- INFORMATION SUPPLIED:
▶

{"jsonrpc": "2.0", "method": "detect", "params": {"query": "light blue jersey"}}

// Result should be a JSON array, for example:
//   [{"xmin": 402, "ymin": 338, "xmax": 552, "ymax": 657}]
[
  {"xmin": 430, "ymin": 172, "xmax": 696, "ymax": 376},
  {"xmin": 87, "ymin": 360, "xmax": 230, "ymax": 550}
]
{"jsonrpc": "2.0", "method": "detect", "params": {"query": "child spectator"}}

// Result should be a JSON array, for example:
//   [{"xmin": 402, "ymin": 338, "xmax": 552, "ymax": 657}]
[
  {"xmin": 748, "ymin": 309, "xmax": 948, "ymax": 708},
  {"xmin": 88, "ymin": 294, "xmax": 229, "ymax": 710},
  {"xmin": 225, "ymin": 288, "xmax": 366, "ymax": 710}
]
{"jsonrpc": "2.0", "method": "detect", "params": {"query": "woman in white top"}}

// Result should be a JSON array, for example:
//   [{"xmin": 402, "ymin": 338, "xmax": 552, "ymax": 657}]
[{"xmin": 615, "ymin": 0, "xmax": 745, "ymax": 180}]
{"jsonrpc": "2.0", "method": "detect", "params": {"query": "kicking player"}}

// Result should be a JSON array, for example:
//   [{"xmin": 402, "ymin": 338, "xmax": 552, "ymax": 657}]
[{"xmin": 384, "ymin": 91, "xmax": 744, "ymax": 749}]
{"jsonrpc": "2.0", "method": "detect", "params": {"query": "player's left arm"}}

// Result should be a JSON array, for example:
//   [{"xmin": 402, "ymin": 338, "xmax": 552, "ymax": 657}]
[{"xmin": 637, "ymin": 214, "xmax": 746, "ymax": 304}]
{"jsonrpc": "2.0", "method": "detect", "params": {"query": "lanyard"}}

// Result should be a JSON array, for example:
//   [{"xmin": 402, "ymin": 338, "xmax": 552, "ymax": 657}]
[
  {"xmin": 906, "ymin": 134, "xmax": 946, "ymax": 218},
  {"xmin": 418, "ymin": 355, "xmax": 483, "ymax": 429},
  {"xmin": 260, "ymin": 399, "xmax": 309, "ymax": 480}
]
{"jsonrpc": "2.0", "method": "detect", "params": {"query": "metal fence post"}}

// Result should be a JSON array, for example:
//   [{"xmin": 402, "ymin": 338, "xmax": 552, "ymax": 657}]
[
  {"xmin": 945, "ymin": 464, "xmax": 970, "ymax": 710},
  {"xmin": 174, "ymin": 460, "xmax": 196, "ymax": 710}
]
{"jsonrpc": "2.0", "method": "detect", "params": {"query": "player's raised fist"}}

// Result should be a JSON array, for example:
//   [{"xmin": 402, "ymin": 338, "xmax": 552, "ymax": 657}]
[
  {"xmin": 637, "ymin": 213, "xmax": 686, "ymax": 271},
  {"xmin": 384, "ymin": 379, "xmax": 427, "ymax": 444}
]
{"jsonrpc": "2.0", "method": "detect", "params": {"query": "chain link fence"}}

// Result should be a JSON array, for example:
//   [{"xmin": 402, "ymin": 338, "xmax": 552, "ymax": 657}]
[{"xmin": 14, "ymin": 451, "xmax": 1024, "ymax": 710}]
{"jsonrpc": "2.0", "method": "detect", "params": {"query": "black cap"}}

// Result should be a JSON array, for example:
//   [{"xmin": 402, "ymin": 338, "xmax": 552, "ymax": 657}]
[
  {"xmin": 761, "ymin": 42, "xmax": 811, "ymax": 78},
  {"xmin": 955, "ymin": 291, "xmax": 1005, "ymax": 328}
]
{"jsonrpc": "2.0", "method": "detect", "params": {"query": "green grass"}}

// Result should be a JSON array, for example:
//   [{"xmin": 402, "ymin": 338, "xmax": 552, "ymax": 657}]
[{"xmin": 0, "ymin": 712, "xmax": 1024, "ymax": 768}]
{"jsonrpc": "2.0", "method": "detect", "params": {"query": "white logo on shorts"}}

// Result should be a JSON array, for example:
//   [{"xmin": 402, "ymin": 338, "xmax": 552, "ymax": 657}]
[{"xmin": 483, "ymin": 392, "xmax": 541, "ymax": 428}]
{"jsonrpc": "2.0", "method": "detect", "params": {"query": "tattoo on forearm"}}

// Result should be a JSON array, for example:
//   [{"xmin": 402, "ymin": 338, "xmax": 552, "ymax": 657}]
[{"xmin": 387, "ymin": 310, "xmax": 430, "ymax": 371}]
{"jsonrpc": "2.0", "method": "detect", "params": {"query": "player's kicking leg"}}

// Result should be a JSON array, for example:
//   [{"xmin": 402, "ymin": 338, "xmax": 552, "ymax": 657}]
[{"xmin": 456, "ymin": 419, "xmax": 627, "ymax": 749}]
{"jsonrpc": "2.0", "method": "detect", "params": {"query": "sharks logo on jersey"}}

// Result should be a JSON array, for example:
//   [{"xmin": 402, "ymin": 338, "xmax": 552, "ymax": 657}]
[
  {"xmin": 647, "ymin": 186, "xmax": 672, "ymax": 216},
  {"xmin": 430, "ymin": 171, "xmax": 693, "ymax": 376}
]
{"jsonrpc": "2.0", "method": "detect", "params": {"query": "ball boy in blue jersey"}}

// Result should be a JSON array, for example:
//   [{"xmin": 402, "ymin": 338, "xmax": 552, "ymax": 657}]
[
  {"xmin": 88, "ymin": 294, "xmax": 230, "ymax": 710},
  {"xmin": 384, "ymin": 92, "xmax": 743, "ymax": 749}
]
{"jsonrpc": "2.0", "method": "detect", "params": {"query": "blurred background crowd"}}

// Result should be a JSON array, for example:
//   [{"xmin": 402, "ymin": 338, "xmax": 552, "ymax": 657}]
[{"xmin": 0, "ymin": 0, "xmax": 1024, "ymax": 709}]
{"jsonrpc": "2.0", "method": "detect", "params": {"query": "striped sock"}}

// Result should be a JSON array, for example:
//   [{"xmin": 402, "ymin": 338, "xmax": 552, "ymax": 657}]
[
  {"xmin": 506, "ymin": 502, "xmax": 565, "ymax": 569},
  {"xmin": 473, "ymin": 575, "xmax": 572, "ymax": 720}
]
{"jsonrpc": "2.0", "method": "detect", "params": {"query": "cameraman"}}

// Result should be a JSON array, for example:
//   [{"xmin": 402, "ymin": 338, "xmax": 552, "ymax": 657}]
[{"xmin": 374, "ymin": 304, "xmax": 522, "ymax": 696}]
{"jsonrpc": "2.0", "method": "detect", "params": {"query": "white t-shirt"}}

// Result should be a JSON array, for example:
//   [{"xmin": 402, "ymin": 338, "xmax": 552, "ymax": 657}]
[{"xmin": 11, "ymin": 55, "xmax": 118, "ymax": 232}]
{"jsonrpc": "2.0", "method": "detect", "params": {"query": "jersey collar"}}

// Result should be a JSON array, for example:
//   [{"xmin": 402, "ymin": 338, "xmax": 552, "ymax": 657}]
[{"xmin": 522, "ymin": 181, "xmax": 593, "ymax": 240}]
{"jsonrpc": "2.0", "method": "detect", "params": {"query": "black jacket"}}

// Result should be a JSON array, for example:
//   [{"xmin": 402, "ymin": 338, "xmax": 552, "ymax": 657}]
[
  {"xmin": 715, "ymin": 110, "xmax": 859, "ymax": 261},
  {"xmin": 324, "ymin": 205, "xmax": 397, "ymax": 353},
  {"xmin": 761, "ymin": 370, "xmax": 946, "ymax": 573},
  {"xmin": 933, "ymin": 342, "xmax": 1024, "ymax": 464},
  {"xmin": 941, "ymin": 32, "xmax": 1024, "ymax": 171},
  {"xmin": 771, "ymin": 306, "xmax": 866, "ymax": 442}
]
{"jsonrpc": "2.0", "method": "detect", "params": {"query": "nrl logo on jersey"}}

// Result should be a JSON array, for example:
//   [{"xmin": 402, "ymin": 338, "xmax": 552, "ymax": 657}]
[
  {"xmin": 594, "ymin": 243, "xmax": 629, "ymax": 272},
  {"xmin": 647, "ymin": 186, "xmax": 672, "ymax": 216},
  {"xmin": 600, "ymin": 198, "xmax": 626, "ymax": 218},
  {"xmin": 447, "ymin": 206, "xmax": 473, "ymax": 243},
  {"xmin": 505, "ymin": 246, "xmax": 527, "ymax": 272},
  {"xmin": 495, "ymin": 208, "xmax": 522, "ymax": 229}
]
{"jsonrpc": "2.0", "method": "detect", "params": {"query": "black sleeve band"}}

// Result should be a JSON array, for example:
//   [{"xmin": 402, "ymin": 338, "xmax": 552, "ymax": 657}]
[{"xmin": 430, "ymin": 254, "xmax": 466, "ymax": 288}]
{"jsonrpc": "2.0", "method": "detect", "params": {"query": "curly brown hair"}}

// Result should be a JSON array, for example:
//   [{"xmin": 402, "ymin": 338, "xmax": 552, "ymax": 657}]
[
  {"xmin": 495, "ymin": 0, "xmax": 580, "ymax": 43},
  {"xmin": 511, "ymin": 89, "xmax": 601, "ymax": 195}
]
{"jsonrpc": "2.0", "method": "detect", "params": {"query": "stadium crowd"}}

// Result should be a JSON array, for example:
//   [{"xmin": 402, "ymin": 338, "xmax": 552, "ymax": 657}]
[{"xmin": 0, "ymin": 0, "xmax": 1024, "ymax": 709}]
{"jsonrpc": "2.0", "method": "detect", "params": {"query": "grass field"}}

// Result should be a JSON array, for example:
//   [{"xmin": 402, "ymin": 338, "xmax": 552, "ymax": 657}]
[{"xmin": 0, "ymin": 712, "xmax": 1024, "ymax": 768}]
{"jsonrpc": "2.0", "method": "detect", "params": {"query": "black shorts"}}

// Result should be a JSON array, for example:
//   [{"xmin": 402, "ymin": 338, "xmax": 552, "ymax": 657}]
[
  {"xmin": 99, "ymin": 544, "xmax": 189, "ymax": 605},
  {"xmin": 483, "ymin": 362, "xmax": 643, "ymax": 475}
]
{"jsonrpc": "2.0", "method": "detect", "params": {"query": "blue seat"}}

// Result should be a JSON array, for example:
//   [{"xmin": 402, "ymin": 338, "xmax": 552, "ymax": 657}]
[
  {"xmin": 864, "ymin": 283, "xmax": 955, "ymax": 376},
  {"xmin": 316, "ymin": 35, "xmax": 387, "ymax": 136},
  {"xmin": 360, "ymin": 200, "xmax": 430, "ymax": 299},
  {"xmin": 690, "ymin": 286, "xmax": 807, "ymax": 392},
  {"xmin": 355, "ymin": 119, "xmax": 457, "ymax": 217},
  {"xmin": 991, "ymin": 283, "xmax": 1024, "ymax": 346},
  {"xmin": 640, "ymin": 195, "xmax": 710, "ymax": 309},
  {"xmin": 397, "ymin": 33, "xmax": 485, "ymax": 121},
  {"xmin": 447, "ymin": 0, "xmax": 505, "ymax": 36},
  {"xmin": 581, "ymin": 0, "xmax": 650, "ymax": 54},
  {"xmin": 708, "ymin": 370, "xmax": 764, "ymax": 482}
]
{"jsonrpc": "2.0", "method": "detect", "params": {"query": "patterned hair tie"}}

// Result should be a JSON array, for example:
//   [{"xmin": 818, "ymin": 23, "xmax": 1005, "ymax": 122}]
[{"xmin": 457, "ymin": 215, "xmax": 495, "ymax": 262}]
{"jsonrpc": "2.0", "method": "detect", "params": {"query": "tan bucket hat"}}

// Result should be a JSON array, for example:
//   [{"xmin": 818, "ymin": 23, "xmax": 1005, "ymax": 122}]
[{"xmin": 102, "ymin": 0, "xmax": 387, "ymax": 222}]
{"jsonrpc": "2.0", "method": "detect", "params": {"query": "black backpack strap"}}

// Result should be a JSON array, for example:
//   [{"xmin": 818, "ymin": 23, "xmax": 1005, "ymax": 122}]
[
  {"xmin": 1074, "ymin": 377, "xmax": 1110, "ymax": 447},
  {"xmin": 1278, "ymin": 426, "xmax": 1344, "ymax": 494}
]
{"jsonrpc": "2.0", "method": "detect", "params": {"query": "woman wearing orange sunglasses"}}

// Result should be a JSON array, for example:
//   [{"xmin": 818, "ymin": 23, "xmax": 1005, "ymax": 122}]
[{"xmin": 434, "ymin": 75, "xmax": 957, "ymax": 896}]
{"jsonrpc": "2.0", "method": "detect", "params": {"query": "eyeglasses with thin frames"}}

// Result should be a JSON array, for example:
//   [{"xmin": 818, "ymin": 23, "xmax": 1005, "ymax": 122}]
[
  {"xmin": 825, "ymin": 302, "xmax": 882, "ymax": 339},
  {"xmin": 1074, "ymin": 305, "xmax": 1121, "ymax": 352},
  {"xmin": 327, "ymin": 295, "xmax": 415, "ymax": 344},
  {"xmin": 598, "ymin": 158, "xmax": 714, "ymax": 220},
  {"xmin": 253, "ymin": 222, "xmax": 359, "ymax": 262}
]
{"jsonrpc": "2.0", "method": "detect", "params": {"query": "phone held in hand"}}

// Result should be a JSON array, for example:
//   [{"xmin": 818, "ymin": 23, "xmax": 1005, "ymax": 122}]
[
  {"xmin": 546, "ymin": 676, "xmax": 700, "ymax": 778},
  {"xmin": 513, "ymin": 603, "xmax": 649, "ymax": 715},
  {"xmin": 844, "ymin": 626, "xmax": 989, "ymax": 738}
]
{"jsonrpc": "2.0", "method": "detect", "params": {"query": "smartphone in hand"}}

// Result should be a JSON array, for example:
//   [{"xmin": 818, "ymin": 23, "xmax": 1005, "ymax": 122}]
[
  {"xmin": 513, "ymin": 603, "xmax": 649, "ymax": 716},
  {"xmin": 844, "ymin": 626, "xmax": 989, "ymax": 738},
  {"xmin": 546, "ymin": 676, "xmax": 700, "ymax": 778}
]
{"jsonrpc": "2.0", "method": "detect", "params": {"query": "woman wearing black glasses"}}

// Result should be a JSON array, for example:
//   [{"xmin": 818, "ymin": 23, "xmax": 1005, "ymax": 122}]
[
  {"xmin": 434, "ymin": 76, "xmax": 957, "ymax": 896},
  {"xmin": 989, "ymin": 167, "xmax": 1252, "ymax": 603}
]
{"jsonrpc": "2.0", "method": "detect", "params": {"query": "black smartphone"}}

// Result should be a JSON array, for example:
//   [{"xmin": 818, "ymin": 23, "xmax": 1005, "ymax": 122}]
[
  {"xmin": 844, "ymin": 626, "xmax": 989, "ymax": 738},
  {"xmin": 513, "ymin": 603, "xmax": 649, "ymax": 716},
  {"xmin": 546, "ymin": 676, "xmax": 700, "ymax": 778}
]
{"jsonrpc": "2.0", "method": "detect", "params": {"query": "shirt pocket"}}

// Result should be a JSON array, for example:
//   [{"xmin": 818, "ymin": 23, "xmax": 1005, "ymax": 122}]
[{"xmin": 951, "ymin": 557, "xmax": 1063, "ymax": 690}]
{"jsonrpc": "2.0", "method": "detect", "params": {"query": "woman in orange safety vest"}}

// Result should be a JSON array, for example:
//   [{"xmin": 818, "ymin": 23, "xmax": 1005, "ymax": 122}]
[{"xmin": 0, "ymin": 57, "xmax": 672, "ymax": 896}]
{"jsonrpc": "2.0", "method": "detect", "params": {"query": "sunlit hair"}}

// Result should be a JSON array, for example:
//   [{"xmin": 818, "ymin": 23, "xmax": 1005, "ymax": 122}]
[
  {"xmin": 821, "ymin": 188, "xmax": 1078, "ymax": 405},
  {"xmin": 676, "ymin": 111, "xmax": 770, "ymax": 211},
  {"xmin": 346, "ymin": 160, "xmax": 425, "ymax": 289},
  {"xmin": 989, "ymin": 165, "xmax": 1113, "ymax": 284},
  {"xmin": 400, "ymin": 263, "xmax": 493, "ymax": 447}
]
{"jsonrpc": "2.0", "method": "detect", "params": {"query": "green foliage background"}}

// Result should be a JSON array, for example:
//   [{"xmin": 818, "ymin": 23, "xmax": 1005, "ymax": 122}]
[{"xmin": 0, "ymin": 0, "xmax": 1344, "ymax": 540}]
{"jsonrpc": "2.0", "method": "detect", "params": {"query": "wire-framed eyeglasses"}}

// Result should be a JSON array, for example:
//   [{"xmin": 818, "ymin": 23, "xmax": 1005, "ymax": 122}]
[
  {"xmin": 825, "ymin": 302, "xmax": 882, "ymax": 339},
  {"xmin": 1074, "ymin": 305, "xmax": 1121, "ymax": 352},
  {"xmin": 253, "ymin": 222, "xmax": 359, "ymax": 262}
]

◀

- DIRECTION:
Collect every line in the rows above that contains the string "grass" and copy each one verbatim, in its original order.

- THE COMPLETED TASK:
{"jsonrpc": "2.0", "method": "detect", "params": {"query": "green grass"}}
{"jsonrpc": "2.0", "method": "detect", "params": {"query": "grass field"}}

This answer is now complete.